WHAT NEEDS TO BE DONE: Transcribe word for word the passage of the retail REIT article below that begins with the words containing "Having low leverage, in" and ends with "investment manager warned.".

Retail REITs face 'rough ride and low leverage is crucial' - Kempen

Retail REITs are in for a rough ride, especially those with higher financial leverage and inadequate dividend coverage, experts at investment manager Kempen warned this week.

The firm, which has just lowered its 2020 net operating income growth assumption for the entire listed real estate industry by 5-15%, said that retail REITs with a lean balance sheet have a much higher chance of weathering the crisis.

‘Clearly, a difficult environment for retail REITs has just got tougher,’ said Anna Niegowska, senior portfolio manager of KCM’s Kempen Global Property Fund. ‘The virus is having a major impact on mall traffic and tenant sales of discretionary items, with few international tourists and abundant fears expressed by local consumers of going to a public gathering place. As more countries are moving towards an ‘Italian’-scenario which includes shutting down bars and non-food stores, short term revenue growth will be affected.’

He added: ‘A prolonged impact of the virus could further lead to factories getting closed, workers being furloughed, and consumers ceasing to spend. As production has slowed down, or even stalled, supply chains have become interrupted, leaving retailers with less stock in hand or with high margin pressure if shifting production temporarily away from afflicted areas is necessary. Factory closures, particularly those in China, could therefore accelerate bankruptcies from already struggling retailers, leaving both short- and long-term NOI growth under pressure.’

Low debt is crucial

Having low leverage, in the form of low loan-to-value (LTV) and low debt/NOI, is absolutely key under current conditions. Any company that is now forced to reduce debt for example through selling assets or raising equity in the market faces risk, the investment manager warned.

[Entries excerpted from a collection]
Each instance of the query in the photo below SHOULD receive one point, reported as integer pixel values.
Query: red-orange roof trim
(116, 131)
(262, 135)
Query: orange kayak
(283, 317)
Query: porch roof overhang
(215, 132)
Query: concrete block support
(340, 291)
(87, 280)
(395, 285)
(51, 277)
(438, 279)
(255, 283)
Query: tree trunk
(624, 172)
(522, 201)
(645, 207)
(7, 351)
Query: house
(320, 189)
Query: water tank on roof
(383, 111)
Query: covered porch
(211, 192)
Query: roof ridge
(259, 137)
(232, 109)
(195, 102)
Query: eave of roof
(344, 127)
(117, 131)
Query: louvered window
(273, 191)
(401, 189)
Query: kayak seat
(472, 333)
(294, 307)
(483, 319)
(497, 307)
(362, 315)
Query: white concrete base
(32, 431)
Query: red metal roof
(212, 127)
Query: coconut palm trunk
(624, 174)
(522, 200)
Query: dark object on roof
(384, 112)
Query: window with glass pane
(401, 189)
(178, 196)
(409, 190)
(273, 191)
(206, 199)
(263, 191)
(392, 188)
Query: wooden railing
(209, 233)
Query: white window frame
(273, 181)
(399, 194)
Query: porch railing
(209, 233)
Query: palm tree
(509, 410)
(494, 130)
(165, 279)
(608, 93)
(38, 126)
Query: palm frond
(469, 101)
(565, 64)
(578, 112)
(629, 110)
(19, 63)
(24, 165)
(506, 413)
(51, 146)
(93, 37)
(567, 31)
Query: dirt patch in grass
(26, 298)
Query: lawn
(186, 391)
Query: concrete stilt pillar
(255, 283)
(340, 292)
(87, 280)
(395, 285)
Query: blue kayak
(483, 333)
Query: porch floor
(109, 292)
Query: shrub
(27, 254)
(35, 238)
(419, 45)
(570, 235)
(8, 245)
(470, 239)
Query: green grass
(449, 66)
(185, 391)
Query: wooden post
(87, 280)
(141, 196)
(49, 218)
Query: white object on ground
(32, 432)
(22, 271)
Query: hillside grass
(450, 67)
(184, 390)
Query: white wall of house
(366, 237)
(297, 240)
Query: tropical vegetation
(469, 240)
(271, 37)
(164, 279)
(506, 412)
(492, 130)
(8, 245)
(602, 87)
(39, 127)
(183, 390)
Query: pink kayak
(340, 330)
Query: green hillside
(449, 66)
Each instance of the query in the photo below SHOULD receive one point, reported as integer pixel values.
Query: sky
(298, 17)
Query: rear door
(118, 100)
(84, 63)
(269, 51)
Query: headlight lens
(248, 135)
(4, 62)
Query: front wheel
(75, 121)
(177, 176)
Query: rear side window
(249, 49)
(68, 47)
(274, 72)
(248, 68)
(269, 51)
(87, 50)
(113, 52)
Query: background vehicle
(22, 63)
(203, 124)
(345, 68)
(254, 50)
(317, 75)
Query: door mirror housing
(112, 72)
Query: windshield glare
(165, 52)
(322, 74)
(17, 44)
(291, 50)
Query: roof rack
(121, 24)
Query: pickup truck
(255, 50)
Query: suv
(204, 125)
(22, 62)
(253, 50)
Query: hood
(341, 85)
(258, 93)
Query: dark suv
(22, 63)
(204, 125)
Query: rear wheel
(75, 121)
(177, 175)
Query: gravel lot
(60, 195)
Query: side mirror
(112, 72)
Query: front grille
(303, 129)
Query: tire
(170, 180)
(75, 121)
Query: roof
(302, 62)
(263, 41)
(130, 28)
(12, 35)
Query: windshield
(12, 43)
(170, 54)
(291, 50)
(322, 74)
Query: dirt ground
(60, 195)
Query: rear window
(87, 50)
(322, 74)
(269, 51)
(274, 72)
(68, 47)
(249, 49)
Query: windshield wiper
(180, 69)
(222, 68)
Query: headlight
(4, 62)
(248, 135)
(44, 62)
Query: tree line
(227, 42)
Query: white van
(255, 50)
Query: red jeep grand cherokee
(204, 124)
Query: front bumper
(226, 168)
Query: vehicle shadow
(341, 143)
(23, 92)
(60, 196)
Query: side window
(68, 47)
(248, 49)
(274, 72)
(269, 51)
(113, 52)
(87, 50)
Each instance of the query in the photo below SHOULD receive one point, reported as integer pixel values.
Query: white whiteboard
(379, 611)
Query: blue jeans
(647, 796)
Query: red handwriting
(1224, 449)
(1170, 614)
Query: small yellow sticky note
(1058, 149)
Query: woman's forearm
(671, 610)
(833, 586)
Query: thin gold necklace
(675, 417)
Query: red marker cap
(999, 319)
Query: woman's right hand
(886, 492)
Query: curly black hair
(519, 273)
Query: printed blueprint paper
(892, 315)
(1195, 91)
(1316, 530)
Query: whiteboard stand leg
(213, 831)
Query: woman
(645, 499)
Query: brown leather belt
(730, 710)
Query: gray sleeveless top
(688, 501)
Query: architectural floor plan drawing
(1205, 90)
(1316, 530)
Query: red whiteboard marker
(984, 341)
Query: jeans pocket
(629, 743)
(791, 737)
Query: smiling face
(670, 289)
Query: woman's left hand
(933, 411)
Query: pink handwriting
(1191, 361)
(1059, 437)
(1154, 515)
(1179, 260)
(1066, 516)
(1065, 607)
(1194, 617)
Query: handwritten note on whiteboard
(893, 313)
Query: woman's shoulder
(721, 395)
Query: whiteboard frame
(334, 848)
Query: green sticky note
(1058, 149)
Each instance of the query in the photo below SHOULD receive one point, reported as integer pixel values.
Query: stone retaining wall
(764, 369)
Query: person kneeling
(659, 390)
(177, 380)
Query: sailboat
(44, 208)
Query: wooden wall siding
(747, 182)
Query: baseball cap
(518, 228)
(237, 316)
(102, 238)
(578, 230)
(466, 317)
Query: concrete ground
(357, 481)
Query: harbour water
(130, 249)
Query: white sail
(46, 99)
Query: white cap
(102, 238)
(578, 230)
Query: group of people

RESULT OF THE TASK:
Having low leverage, in the form of low loan-to-value (LTV) and low debt/NOI, is absolutely key under current conditions. Any company that is now forced to reduce debt for example through selling assets or raising equity in the market faces risk, the investment manager warned.